> **ACTION ITEM**
The full set of entries should be repeated without a single change.

> **EXCERPTED RECORDS**

****************

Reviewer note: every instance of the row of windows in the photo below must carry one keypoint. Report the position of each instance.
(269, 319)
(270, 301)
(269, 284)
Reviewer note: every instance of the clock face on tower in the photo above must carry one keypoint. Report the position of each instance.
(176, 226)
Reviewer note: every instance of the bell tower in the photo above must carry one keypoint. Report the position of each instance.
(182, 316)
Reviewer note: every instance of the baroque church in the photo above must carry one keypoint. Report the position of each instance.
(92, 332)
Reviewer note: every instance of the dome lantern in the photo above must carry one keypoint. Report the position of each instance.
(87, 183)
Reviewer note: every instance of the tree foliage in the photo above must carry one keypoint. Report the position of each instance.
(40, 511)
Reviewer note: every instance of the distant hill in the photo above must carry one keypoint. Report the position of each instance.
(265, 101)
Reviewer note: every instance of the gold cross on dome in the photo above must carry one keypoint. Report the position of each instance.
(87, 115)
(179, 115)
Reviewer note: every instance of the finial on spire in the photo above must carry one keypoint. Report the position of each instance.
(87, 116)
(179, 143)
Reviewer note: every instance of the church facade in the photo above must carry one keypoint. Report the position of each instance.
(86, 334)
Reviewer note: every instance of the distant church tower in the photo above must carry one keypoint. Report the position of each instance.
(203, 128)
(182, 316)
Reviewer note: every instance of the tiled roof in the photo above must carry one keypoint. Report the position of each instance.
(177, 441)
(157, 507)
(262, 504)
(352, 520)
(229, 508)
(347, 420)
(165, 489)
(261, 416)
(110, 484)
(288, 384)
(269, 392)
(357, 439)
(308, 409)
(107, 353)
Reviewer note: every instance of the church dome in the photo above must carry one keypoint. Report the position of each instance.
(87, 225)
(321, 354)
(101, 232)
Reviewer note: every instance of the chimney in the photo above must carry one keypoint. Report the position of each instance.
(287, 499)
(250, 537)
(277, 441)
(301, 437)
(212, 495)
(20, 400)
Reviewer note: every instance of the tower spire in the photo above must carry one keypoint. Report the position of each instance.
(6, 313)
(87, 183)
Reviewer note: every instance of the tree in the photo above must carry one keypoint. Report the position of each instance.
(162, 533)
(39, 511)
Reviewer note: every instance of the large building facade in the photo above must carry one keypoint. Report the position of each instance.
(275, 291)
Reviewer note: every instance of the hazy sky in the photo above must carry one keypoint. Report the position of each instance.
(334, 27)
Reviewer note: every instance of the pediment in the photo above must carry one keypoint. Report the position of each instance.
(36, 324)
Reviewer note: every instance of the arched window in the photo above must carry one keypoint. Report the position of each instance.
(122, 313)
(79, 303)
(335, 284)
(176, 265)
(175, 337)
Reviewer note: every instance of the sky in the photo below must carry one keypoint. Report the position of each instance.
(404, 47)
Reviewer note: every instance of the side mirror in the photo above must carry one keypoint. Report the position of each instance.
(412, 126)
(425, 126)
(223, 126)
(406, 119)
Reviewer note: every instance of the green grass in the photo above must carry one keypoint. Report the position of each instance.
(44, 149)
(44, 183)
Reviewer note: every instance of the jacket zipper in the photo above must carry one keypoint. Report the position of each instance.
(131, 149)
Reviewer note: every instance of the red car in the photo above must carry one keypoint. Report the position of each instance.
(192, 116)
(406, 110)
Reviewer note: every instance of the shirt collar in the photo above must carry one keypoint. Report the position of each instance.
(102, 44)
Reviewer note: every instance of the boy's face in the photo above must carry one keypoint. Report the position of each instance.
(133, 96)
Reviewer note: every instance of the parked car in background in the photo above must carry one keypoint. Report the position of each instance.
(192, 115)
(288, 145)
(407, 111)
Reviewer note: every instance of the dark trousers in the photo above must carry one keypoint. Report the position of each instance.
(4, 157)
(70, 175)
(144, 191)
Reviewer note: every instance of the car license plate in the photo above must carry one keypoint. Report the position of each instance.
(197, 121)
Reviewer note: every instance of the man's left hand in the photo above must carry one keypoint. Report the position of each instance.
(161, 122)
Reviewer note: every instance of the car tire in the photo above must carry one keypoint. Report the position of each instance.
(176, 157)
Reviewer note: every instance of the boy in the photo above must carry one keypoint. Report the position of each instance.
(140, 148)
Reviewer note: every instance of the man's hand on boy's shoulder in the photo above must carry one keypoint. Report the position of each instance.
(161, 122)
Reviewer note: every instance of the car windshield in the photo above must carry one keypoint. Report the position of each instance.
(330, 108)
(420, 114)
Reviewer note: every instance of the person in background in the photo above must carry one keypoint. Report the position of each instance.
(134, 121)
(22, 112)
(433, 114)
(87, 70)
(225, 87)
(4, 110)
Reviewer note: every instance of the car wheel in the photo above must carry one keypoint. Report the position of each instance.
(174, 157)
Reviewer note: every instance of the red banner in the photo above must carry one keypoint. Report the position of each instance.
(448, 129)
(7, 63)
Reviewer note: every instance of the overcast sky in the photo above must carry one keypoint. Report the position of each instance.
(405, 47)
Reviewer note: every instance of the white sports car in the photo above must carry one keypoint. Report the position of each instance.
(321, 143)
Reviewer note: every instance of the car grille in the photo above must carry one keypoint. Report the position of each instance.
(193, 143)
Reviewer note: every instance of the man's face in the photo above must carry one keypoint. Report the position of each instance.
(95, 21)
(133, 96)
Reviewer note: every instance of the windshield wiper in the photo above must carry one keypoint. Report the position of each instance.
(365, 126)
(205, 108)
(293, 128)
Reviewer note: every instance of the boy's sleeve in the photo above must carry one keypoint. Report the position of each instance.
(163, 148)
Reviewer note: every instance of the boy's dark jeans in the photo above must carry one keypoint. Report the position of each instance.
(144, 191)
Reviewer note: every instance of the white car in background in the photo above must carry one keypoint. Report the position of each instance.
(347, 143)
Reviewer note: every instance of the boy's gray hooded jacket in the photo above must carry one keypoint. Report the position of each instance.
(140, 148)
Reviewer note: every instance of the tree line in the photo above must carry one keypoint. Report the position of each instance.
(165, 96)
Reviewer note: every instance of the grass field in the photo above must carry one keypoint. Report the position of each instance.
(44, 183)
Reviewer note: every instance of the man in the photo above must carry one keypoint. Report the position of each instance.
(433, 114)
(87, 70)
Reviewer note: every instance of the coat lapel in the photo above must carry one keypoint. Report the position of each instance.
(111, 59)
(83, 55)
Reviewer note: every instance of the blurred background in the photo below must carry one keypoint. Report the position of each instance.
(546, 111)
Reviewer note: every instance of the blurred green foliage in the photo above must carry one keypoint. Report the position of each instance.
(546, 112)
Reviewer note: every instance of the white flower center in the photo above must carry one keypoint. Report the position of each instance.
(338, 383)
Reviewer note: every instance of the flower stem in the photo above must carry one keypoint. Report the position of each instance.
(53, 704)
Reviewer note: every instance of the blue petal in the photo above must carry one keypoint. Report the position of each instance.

****************

> **TASK OUTPUT**
Reviewer note: every instance of the row of windows in the photo below must carry one keypoint. Report the position of each instance.
(269, 319)
(270, 301)
(269, 284)
Reviewer note: every instance of the clock face on tower in the photo above must carry one keypoint. Report the position of each instance.
(176, 226)
Reviewer note: every instance of the bell tower in the photo above must carry one keypoint. Report the position of each instance.
(182, 316)
Reviewer note: every instance of the baroque church in the photo above must carry one keypoint. Report the position of each instance.
(92, 332)
Reviewer note: every instance of the dome lantern in the photo above must carry one keypoint. Report the position of each instance.
(87, 183)
Reviewer note: every instance of the tree foliage in the photo above must carry one keypoint. Report the position of each instance.
(40, 511)
Reviewer note: every instance of the distant hill in the photo above must carry one keypoint. Report the position of each instance.
(265, 101)
Reviewer note: every instance of the gold cross on dome in the photo above must carry one keypoint. Report the position of each instance.
(87, 115)
(179, 115)
Reviewer note: every instance of the finial on spire in the photo above must carry one keypoint. Report the position of each instance.
(87, 116)
(179, 143)
Reviewer note: every instance of the church facade in the photo above must carry one keypoint. Report the position of each instance.
(86, 334)
Reviewer note: every instance of the distant church tower in the photo above must carry one keypoint. Report the position of each instance.
(203, 128)
(182, 316)
Reviewer note: every instance of the tiled roof in the photo above must carry one keypoint. Report the position of each instance.
(177, 441)
(157, 507)
(262, 504)
(352, 520)
(229, 508)
(347, 420)
(165, 489)
(261, 416)
(110, 484)
(288, 384)
(269, 392)
(357, 439)
(308, 409)
(107, 353)
Reviewer note: every instance of the church dome in the photo above must carry one keypoint. Report the position of each instance.
(87, 225)
(321, 354)
(101, 232)
Reviewer note: every instance of the chimney in the photo above must carry one keypoint. Report the position of each instance.
(287, 499)
(250, 537)
(277, 441)
(301, 437)
(212, 495)
(20, 400)
Reviewer note: every instance of the tower spire in the photo above must carry one keypoint. Report the position of each instance.
(6, 313)
(87, 183)
Reviewer note: every instance of the tree in the photo above must carry one keypoint. Report the position of each instance.
(162, 533)
(39, 511)
Reviewer note: every instance of the large building facade in the photo above must carry one keypoint. Report the position of each instance.
(275, 291)
Reviewer note: every instance of the hazy sky in the photo above must carry one keypoint. Report the position of each instance.
(334, 27)
Reviewer note: every instance of the pediment in the photo above must carry one keypoint. Report the position of each instance.
(36, 324)
Reviewer note: every instance of the arched window in the photo above must carry one keypoint. Report the position of each instance.
(122, 313)
(79, 303)
(335, 284)
(176, 265)
(175, 337)
Reviewer note: every instance of the sky in the photo below must carry one keypoint. Report the position of each instance.
(404, 47)
Reviewer note: every instance of the side mirror in the photo above must carry one keypoint. Report the position of each instance.
(412, 126)
(425, 126)
(223, 126)
(406, 119)
Reviewer note: every instance of the green grass in the photo above must carry one keypoint. Report the position of each instance.
(44, 149)
(44, 183)
Reviewer note: every instance of the jacket zipper in the photo above must carry one keypoint. Report the position of each instance.
(131, 149)
Reviewer note: every instance of the red car in the photo above must carry one keypoint. Report the position of each instance.
(192, 116)
(406, 110)
Reviewer note: every instance of the shirt collar in the photo above must carry one keypoint. Report the position of each instance.
(102, 44)
Reviewer note: every instance of the boy's face in the photo above must carry one keypoint. Report the position of each instance.
(133, 96)
Reviewer note: every instance of the parked car in background in the photo above must carry one keypoint. Report the position of each instance.
(192, 115)
(288, 145)
(407, 111)
Reviewer note: every instance of the dark trousers in the photo above must carry one keypoint. Report the position of each instance.
(4, 157)
(70, 175)
(144, 191)
Reviewer note: every instance of the car license plate in the photo above must carry one keypoint. Report the position of each instance.
(197, 121)
Reviewer note: every instance of the man's left hand in the photo above must carry one keypoint. Report the position of each instance.
(161, 122)
Reviewer note: every instance of the car tire in the photo above must carry one keypoint. Report the position of each instance.
(176, 157)
Reviewer note: every instance of the boy in the photo above must carry one keypoint. Report the position of each instance.
(140, 148)
Reviewer note: every instance of the man's hand on boy's shoulder in the photo above must carry one keypoint. Report the position of each instance.
(161, 122)
Reviewer note: every instance of the car windshield in the photo above must carry one keypoint. Report the position of each instance.
(330, 108)
(420, 114)
Reviewer note: every instance of the person in background in the photo above must carry one keypoint. Report the position of each instance.
(134, 121)
(22, 112)
(433, 114)
(87, 70)
(225, 87)
(4, 110)
Reviewer note: every instance of the car wheel in the photo above must carry one keypoint. Report the position of each instance.
(174, 157)
Reviewer note: every instance of the red banner in the photo above must carry one keypoint. Report the position of each instance.
(448, 129)
(7, 63)
Reviewer note: every instance of the overcast sky in the photo above must carry one keypoint. Report the position of each instance.
(405, 47)
Reviewer note: every instance of the white sports car in the photo above must carry one keypoint. Report the position of each instance.
(321, 143)
Reviewer note: every instance of the car grille in the photo above must carry one keypoint. Report the position of each instance.
(193, 143)
Reviewer note: every instance of the man's face in the photo above must carry one keypoint. Report the position of each instance.
(95, 21)
(133, 96)
Reviewer note: every instance of the windshield wiper in the photo above must carry one keypoint. Report the position of each instance.
(365, 126)
(205, 108)
(293, 128)
Reviewer note: every instance of the boy's sleeve in the photo above must carry one keypoint. Report the position of each instance.
(163, 148)
Reviewer note: every instance of the boy's dark jeans in the photo above must carry one keypoint. Report the position of each instance.
(144, 191)
Reviewer note: every instance of the white car in background in the photo above must carry one keypoint. Report the position of each instance.
(347, 143)
Reviewer note: every instance of the boy's gray hooded jacket in the photo above must carry one keypoint. Report the position of each instance.
(140, 148)
Reviewer note: every instance of the tree line in the photo above must carry one keypoint. Report the position of each instance.
(165, 96)
Reviewer note: every instance of the grass field in the photo above must carry one keypoint. Report the position of each instance.
(44, 183)
Reviewer note: every instance of the man in the photo above must carry one keypoint. Report the position of each instance.
(433, 114)
(87, 70)
Reviewer note: every instance of the coat lapel in the photo above must carry one keypoint. Report the position of each instance.
(111, 59)
(83, 55)
Reviewer note: every instance of the blurred background in the photo below must carry one keypoint. Report the position of each instance.
(546, 111)
Reviewer note: every instance of the blurred green foliage in the photo above must carry one keypoint. Report the position of each instance.
(546, 112)
Reviewer note: every instance of the white flower center in the photo above must carry one keypoint. Report the position of each instance.
(338, 383)
Reviewer note: every instance of the flower stem in the photo above must carry one keypoint. Report the position of each instance.
(53, 704)
Reviewer note: every instance of the blue petal in the photo above must carry one keypoint. Report the position of each instance.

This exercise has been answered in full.